### PROVIDED DATA
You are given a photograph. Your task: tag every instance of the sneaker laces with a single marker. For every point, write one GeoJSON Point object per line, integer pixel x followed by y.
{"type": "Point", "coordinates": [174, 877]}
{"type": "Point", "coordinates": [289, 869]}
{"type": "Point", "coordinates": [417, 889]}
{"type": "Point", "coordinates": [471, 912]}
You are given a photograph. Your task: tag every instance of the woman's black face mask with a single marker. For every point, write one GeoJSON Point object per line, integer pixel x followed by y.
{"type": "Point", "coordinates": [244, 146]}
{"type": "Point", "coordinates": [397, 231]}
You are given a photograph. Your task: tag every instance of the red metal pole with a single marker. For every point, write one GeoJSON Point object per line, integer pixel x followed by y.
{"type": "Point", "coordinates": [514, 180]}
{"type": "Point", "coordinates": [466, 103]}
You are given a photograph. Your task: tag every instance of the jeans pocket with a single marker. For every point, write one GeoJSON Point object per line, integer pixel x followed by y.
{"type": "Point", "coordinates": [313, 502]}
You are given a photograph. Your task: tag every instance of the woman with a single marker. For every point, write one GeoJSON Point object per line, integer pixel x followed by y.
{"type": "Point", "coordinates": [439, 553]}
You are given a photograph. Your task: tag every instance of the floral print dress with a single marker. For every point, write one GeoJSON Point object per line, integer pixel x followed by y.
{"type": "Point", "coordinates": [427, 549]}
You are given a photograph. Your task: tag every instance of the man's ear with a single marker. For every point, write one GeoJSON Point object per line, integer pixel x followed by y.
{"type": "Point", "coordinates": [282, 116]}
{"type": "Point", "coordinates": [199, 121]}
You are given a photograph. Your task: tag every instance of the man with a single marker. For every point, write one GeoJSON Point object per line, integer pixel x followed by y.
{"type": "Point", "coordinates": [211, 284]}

### SET TASK
Convert every line from the one containing "of the floral" through the last line of the records into a numbered list, omitting any blank lines.

### WORKED SOLUTION
1. You are given a photograph. Your task: tag every instance of the floral print dress with a single marker. For every point, write one GeoJSON Point object per line, integer pixel x followed by y.
2. {"type": "Point", "coordinates": [427, 549]}
3. You are given a photograph. Your task: tag every instance of the man's ear with a single marker. For every point, write one GeoJSON Point object per line, integer pixel x followed by y.
4. {"type": "Point", "coordinates": [282, 116]}
5. {"type": "Point", "coordinates": [199, 121]}
6. You are given a photograph. Your task: tag every instance of the man with a single marker. For every point, write one GeoJSON Point object per line, integer pixel x followed by y.
7. {"type": "Point", "coordinates": [211, 284]}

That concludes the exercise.